— Start Input rows —

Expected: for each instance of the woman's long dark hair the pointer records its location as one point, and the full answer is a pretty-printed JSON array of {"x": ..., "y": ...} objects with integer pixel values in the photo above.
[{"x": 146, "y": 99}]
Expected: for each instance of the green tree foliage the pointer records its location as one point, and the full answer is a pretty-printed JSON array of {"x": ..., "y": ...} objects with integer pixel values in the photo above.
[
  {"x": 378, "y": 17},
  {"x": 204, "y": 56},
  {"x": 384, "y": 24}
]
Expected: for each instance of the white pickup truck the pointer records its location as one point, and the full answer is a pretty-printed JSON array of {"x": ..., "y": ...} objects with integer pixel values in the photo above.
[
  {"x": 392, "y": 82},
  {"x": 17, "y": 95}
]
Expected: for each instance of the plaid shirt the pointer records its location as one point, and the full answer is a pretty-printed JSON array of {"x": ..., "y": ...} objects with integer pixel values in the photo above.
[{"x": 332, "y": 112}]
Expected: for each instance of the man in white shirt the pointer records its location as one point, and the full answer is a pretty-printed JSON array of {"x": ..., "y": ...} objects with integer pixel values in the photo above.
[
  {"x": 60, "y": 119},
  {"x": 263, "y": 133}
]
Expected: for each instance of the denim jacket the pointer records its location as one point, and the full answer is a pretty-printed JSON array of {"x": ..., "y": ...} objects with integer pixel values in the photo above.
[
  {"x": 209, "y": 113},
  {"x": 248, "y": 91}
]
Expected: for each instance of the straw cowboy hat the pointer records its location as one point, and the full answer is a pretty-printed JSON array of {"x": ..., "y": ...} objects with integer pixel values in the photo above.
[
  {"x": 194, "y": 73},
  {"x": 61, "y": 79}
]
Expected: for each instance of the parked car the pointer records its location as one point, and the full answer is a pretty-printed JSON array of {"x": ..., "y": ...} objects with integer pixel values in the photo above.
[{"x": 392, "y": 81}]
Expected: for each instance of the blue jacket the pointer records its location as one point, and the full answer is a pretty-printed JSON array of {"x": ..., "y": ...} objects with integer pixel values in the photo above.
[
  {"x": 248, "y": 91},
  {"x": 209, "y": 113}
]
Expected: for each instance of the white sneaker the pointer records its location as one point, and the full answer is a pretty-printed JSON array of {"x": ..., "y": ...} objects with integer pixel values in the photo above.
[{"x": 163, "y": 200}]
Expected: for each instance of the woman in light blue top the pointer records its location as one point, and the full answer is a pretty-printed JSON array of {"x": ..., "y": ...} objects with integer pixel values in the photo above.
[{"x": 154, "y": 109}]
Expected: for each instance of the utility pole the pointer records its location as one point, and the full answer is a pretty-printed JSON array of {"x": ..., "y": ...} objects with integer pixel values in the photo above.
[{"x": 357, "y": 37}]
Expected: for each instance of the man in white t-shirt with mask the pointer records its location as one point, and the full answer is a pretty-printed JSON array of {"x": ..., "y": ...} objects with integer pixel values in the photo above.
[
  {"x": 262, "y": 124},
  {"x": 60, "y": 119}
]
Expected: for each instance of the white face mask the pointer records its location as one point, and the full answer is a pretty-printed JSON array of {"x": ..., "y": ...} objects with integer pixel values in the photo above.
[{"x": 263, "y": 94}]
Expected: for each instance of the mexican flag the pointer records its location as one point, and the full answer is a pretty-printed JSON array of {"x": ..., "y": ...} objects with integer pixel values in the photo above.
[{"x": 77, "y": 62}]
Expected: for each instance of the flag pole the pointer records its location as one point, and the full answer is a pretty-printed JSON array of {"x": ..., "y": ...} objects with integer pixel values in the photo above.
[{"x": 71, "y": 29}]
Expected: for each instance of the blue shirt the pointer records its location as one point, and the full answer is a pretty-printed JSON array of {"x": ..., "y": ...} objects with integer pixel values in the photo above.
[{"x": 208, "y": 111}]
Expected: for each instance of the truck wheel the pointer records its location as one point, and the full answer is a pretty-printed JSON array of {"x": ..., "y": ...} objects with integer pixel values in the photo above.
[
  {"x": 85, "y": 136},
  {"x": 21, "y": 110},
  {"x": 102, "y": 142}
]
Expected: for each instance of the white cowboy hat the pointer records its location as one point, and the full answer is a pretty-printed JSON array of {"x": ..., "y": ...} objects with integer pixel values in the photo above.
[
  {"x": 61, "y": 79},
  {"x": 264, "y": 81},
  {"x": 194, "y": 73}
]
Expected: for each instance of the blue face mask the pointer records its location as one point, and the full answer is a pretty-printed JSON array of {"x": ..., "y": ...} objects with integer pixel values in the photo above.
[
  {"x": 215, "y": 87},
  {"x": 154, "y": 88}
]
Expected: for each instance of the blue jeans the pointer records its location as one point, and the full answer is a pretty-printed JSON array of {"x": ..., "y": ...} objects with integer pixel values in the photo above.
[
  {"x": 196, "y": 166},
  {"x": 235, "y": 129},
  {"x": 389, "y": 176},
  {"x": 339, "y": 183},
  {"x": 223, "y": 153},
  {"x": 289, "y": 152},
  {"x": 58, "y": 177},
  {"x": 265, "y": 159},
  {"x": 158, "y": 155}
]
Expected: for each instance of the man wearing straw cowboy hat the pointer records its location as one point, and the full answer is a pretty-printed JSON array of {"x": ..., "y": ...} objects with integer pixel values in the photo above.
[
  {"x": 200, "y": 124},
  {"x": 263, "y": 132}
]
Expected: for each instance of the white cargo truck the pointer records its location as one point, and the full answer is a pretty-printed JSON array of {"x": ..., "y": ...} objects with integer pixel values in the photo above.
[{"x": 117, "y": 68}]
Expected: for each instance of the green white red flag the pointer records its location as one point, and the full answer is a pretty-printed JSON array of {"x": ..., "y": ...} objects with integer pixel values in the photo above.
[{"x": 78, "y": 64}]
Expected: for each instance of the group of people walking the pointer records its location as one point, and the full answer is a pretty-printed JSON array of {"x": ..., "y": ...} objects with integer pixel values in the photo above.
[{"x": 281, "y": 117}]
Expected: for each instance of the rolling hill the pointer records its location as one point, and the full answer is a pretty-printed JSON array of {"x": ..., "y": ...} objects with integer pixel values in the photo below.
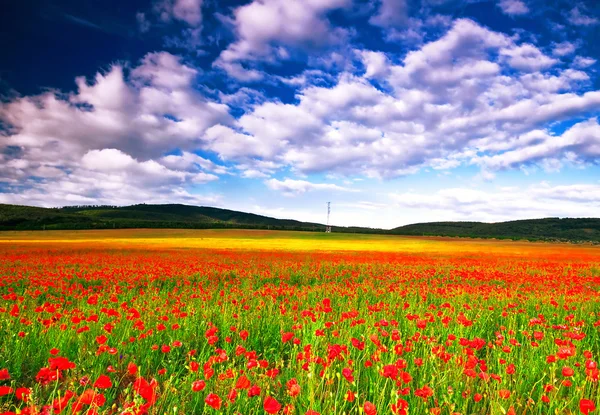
[
  {"x": 566, "y": 229},
  {"x": 14, "y": 217}
]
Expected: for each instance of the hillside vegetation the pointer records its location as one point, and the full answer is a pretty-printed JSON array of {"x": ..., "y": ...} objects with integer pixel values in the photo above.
[
  {"x": 567, "y": 229},
  {"x": 13, "y": 217}
]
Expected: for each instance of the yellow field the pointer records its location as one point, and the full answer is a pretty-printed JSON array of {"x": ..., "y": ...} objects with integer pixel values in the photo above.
[{"x": 293, "y": 241}]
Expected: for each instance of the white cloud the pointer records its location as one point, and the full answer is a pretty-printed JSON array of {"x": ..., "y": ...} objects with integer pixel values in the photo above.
[
  {"x": 391, "y": 13},
  {"x": 110, "y": 134},
  {"x": 583, "y": 62},
  {"x": 583, "y": 139},
  {"x": 189, "y": 11},
  {"x": 564, "y": 48},
  {"x": 527, "y": 57},
  {"x": 292, "y": 187},
  {"x": 578, "y": 17},
  {"x": 513, "y": 7},
  {"x": 291, "y": 24},
  {"x": 536, "y": 201}
]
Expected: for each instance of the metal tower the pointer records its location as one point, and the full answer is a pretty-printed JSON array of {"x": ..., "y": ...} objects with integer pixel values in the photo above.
[{"x": 328, "y": 227}]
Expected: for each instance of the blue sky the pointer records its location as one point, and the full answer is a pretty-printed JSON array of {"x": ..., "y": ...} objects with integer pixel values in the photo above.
[{"x": 396, "y": 111}]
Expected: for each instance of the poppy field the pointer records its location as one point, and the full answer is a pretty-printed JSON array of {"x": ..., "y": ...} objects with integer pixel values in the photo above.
[{"x": 242, "y": 322}]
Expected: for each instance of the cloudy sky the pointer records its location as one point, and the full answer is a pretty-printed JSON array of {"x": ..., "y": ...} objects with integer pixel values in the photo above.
[{"x": 396, "y": 111}]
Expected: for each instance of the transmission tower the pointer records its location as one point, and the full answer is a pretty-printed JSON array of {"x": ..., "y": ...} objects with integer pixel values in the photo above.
[{"x": 328, "y": 227}]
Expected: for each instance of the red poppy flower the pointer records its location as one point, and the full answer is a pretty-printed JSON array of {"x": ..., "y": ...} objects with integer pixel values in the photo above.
[
  {"x": 504, "y": 393},
  {"x": 369, "y": 408},
  {"x": 271, "y": 406},
  {"x": 586, "y": 406},
  {"x": 5, "y": 390},
  {"x": 198, "y": 385},
  {"x": 103, "y": 382},
  {"x": 213, "y": 400}
]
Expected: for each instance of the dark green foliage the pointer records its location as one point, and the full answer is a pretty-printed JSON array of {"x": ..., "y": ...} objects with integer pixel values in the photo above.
[
  {"x": 567, "y": 229},
  {"x": 14, "y": 217}
]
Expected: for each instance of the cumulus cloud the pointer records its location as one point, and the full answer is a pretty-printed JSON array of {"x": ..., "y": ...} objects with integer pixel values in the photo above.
[
  {"x": 580, "y": 141},
  {"x": 292, "y": 187},
  {"x": 445, "y": 104},
  {"x": 564, "y": 48},
  {"x": 266, "y": 30},
  {"x": 470, "y": 96},
  {"x": 390, "y": 13},
  {"x": 513, "y": 7},
  {"x": 499, "y": 204},
  {"x": 188, "y": 11},
  {"x": 110, "y": 134},
  {"x": 578, "y": 16}
]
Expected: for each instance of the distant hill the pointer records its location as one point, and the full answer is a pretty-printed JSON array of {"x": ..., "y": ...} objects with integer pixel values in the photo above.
[
  {"x": 14, "y": 217},
  {"x": 567, "y": 229}
]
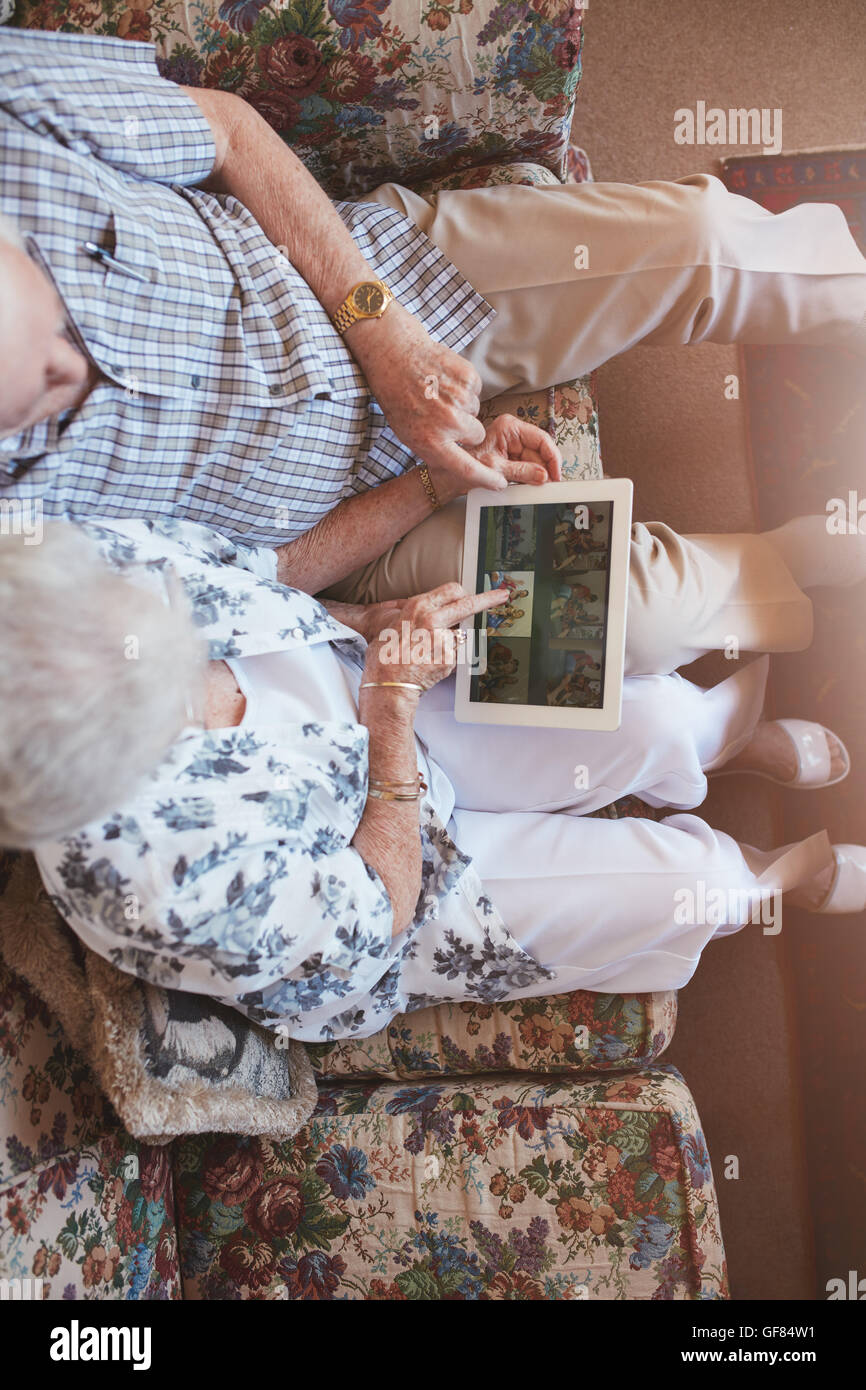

— End Input rows —

- [Instructions for the task] Pull out the lines of the records from the one containing "Expected: for each instance of the distant" through the end of the records, both ends included, and reproduce them unchanged. Leave out any pictures.

- [Written response]
Expected: for each instance of the distant hill the pointer records its location as one point, and the full answer is a pretty-printed JSON array of {"x": ..., "y": ...} objects with integer pixel values in the photo above.
[
  {"x": 14, "y": 217},
  {"x": 567, "y": 229}
]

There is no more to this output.